» TEXT SHOWN
▼
Using blockchain as a thread, IBM Food Trust tries to stitch the wounds in the global, decentralised food supply chain. The creation of trust through traceability should induce the healing. A text about trust as a commodity.
Today’s food systems are increasingly complex and globalised. This complexity leads to a number of concerns – about food safety along the chain or environmental health during the production processes. The consumers and their food are in a trust crisis. Blockchain is supposed to help build back this trust by maximising traceability, transparency and certainty. The tech company IBM recognised the need for trust in food, and the trust-building superpower of blockchain by launching IBM Food Trust in 2016. Food Trust is a software service to collect and link data from various participants on a food chain. By investigating how trust emerges in the discourse of IBM, I am interested in how trust is commercialised as a product of IBM’s software.
The trust crisis
IBM Food Trust portrays consumer mistrust in food as one of the major problems in the food industry today (Figure 1) – and presents itself as a solution. Next to consumer mistrust, another layer of mistrust occurs between different entities such as producers and traders within the supply chain. The mistrust is based on concerns about food safety, but also doubts about the truthfulness of sustainability and provenance claims of products. Food scandals and mislabelling aggravate the apprehension – in one promotional video, it is mentioned how 20% of seafood sold worldwide is mislabelled – and a lack of transparency in the whole system is seen as the root problem. Mistrust also arises because consumers lack information. Consumers might, for instance, seek sustainable products, but not know enough about how foods are produced to judge their sustainability. Alf-Gøran Knutsen, a customer of IBM Food Trust mentions that “some of the challenges we have in the industry in Norway is all of those old myths on the way we produce the salmon. Kavory Arctic is one of the most sustainable farms in the world for Atlantic salmon”.
The growing consumer demand for safety, sustainability and provenance, as well as authenticity, sets high standards foods need to fulfil for consumers to feel comfortable with them, or trusting them, and thus purchasing them. As Scott Hutchens from the company Raw Seafood states: “I think one of the biggest hesitations with a lot of consumers in buying seafood is a lack of trust”. Consumer trust is the foundation of commercial success in the food industry. Cherie France, a blueberry farmer states: “The consumer expects to be able to trust their food. It’s what we build our company on. It’s how we thrive in the industry”. Consumers do not just include end-consumers but also retailers and packers: “Rolar de Cuyo’s objective in using blockchain technology is to ensure olive oil packers worldwide trust us and choose us”.
▲
» REQUIREMENT 1
Copy the IBM Food Trust text starting at "Using blockchain as" and ending at "as a commodity.", and swap "blockchain" for "distributed ledger technology".
» REQUIREMENT 2
According to the IBM Food Trust text, in what year did IBM launch Food Trust?

» STORED DATA
▼
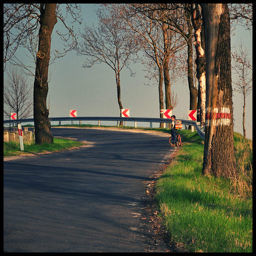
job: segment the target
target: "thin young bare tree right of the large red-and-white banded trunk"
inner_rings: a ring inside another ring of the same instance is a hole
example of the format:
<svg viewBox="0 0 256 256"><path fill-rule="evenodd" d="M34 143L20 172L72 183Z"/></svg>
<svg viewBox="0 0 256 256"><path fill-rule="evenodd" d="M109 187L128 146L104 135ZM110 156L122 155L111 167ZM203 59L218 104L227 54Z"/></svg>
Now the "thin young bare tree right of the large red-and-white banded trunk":
<svg viewBox="0 0 256 256"><path fill-rule="evenodd" d="M252 91L252 66L250 64L251 59L249 58L249 52L245 47L243 48L242 41L239 43L239 50L235 50L235 52L232 53L232 57L234 59L233 70L236 75L236 82L233 82L235 84L234 91L241 94L244 100L242 124L245 139L245 106L246 97Z"/></svg>

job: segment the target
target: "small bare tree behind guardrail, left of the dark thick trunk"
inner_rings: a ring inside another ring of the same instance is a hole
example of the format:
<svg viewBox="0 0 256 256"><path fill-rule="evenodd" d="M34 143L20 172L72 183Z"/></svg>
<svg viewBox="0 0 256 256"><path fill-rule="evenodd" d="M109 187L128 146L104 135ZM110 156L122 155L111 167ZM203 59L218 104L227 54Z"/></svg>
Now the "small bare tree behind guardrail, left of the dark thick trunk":
<svg viewBox="0 0 256 256"><path fill-rule="evenodd" d="M4 81L4 116L10 119L10 110L17 113L16 119L32 116L33 98L32 86L29 86L27 78L17 68L12 67L7 71Z"/></svg>

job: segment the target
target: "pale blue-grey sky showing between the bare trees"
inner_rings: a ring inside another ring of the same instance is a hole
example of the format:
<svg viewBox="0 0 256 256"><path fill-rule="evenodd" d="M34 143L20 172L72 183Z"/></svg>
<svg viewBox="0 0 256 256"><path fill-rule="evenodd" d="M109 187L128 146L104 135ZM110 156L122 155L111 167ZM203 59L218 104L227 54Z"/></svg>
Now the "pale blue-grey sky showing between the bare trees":
<svg viewBox="0 0 256 256"><path fill-rule="evenodd" d="M81 4L82 24L74 23L78 33L86 26L97 25L95 8L97 4ZM62 26L58 21L54 31ZM252 33L252 32L251 32ZM252 35L245 31L244 27L238 26L236 36L231 36L231 47L242 39L246 48L252 54ZM81 42L81 39L79 39ZM53 33L51 49L62 49L62 41ZM233 51L231 49L231 51ZM69 117L70 110L76 110L77 116L81 117L119 117L117 102L117 89L114 71L106 64L97 64L91 68L82 68L85 56L78 56L75 51L68 52L64 57L56 60L50 66L50 81L48 91L49 117ZM130 65L134 77L130 76L129 70L121 71L121 101L123 108L130 110L130 117L159 118L159 95L158 86L149 86L143 65L140 63ZM234 78L232 78L234 79ZM33 79L32 79L33 80ZM31 84L33 81L31 80ZM164 89L164 85L163 85ZM178 105L172 110L176 119L188 119L189 90L186 82L177 81L171 87L178 96ZM234 103L234 131L242 133L242 106L243 99L238 93L233 92ZM71 122L62 122L71 123ZM74 122L76 123L76 122ZM78 123L78 122L77 122ZM82 124L86 124L82 121ZM52 125L58 124L53 122ZM97 124L92 121L91 124ZM115 122L101 121L101 125L116 125ZM134 122L127 122L134 126ZM138 123L138 126L149 126L149 123ZM153 123L153 127L159 124ZM252 93L246 100L246 135L252 138Z"/></svg>

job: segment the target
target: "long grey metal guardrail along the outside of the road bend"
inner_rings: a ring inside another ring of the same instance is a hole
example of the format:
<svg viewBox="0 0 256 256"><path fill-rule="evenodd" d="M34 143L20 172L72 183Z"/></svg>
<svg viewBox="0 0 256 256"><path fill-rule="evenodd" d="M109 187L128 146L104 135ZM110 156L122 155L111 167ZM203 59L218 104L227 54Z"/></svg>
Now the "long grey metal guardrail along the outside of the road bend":
<svg viewBox="0 0 256 256"><path fill-rule="evenodd" d="M182 124L188 126L194 126L197 130L198 135L204 139L204 132L198 126L197 122L191 120L181 120ZM147 117L52 117L49 118L50 122L53 121L128 121L128 122L149 122L149 123L171 123L171 119L166 118L147 118ZM34 122L33 118L27 119L16 119L16 120L4 120L4 124L6 123L29 123ZM150 126L151 127L151 126Z"/></svg>

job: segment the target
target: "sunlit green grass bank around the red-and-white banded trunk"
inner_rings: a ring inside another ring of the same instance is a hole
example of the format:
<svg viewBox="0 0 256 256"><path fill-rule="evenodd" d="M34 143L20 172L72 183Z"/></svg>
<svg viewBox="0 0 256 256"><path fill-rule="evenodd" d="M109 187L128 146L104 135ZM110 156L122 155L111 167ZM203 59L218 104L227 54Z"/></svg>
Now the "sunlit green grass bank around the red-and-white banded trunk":
<svg viewBox="0 0 256 256"><path fill-rule="evenodd" d="M252 252L252 178L240 171L245 192L241 181L202 176L201 138L196 132L179 133L182 148L159 179L155 197L171 241L189 252ZM236 160L242 162L246 152L243 172L252 173L252 150L235 137Z"/></svg>

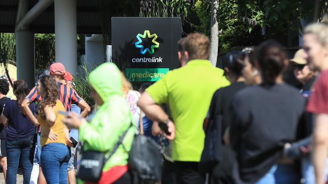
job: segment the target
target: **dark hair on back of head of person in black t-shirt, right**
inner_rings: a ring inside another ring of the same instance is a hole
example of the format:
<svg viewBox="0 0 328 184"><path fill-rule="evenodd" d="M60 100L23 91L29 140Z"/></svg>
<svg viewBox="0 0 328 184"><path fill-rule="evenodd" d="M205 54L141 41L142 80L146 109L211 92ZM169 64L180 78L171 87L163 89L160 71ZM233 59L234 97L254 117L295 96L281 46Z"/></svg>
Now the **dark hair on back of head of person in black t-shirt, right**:
<svg viewBox="0 0 328 184"><path fill-rule="evenodd" d="M275 40L268 40L258 47L257 53L263 83L274 85L277 77L285 69L287 54L284 47Z"/></svg>

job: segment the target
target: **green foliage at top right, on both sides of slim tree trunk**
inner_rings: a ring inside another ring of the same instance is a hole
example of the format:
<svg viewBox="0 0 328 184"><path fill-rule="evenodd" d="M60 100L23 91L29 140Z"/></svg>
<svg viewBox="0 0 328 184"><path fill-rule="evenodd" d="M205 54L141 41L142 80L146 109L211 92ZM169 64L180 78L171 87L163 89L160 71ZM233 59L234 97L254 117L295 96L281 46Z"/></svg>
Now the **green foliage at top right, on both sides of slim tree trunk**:
<svg viewBox="0 0 328 184"><path fill-rule="evenodd" d="M218 29L219 50L227 52L233 46L257 45L266 38L283 38L287 24L298 29L297 18L312 13L313 5L299 0L219 0ZM210 35L211 1L197 0L194 10L200 25L198 32Z"/></svg>

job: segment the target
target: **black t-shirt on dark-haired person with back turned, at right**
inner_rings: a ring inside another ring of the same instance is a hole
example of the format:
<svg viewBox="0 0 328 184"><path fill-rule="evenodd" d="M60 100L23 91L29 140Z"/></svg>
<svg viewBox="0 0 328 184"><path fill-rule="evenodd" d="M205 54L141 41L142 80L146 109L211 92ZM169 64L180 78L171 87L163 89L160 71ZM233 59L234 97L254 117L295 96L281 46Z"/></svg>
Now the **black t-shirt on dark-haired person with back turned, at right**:
<svg viewBox="0 0 328 184"><path fill-rule="evenodd" d="M278 161L285 143L306 123L305 100L286 84L241 90L233 101L230 141L237 154L233 178L254 183Z"/></svg>

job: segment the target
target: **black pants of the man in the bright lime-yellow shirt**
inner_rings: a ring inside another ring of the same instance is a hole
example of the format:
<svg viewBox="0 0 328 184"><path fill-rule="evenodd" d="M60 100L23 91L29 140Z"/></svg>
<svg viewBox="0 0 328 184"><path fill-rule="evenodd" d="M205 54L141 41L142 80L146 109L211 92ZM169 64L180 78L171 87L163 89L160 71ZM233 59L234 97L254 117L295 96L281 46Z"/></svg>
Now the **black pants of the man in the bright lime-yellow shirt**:
<svg viewBox="0 0 328 184"><path fill-rule="evenodd" d="M205 175L198 169L198 162L174 162L177 183L179 184L204 184ZM165 176L162 176L165 177Z"/></svg>

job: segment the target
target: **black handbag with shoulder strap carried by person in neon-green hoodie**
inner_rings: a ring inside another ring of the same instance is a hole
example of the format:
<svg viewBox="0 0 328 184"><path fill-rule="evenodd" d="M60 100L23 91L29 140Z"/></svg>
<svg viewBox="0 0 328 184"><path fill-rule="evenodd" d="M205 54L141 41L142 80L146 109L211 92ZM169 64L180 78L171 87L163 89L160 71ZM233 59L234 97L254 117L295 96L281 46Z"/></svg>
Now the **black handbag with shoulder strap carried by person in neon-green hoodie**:
<svg viewBox="0 0 328 184"><path fill-rule="evenodd" d="M82 179L83 181L97 182L101 177L103 165L113 156L115 151L122 144L122 141L127 132L130 130L131 126L132 124L126 131L123 132L119 141L116 143L107 158L105 158L104 152L95 150L84 151L82 153L82 159L80 161L80 167L77 173L77 177Z"/></svg>

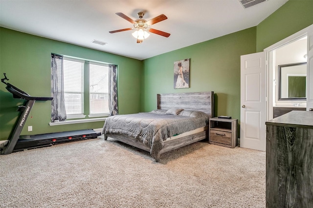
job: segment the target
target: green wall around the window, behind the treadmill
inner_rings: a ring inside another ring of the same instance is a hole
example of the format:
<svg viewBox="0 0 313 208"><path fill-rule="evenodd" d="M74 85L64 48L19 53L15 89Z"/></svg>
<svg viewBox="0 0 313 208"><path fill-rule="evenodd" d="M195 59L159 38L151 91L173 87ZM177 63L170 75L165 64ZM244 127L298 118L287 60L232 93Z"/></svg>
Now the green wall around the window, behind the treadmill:
<svg viewBox="0 0 313 208"><path fill-rule="evenodd" d="M137 113L141 109L142 61L0 28L0 77L32 96L50 96L51 53L103 61L118 65L119 113ZM130 82L129 80L132 80ZM0 83L0 139L7 139L18 117L14 99ZM49 126L51 101L35 102L22 135L102 128L104 122ZM27 132L27 126L33 126Z"/></svg>

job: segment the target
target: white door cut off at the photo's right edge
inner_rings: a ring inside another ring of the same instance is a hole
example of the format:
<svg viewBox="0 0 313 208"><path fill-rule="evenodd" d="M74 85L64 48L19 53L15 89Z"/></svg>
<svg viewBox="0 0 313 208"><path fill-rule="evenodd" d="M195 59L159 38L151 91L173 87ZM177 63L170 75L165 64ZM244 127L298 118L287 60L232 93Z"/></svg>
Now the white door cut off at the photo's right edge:
<svg viewBox="0 0 313 208"><path fill-rule="evenodd" d="M308 31L307 111L313 111L313 26Z"/></svg>

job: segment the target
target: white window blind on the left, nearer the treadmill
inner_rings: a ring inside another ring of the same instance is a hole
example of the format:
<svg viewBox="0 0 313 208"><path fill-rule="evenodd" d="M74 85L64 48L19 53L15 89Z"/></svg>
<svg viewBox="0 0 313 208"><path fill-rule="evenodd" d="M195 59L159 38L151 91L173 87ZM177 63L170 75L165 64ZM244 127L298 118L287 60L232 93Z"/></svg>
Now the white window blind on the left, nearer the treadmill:
<svg viewBox="0 0 313 208"><path fill-rule="evenodd" d="M84 61L64 57L64 98L67 115L84 113Z"/></svg>

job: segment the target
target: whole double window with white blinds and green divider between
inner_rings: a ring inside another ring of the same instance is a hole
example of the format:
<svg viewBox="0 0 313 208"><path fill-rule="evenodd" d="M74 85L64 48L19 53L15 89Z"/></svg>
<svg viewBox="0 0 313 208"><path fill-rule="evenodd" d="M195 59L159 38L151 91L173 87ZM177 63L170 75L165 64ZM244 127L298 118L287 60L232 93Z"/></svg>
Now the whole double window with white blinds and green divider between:
<svg viewBox="0 0 313 208"><path fill-rule="evenodd" d="M67 118L109 115L109 64L69 57L63 64Z"/></svg>

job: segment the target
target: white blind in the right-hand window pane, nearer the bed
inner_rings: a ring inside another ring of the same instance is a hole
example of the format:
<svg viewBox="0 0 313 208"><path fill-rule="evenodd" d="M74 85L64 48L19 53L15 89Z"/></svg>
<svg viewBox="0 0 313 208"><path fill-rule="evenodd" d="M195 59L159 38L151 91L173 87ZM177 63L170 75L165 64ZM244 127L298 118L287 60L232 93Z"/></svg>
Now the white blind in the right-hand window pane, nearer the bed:
<svg viewBox="0 0 313 208"><path fill-rule="evenodd" d="M110 114L109 112L109 65L89 63L89 113L90 115Z"/></svg>

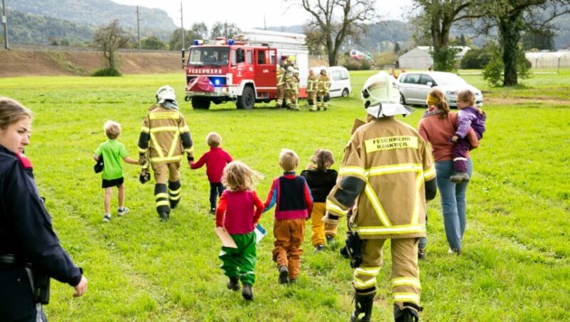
▲
» EXERCISE RESULT 1
Using distributed ledger technology as a thread, IBM Food Trust tries to stitch the wounds in the global, decentralised food supply chain. The creation of trust through traceability should induce the healing. A text about trust as a commodity.

» EXERCISE RESULT 2
2016